───── Material to process ─────

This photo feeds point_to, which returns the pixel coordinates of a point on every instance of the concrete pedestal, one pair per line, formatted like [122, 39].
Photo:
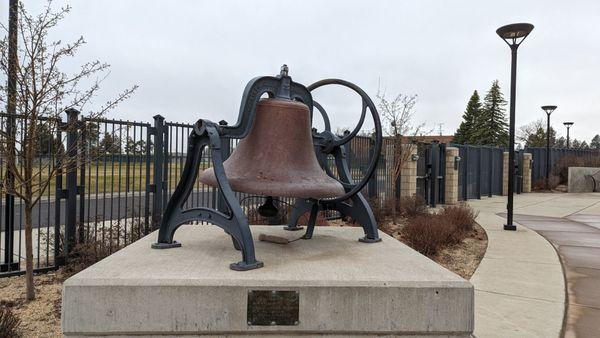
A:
[343, 287]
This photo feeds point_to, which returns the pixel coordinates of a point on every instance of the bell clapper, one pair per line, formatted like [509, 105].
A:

─────

Task directions
Show every line above in which the word "returns" is found.

Written response
This photo feeds point_to, which returns the pixel coordinates of a point on every instance of the concrete pedestal, one pair per line, formatted like [122, 39].
This photo feeds point_to, which returns the pixel coordinates of a point on every instance of the bell clapper, one pair per line, formatted like [509, 105].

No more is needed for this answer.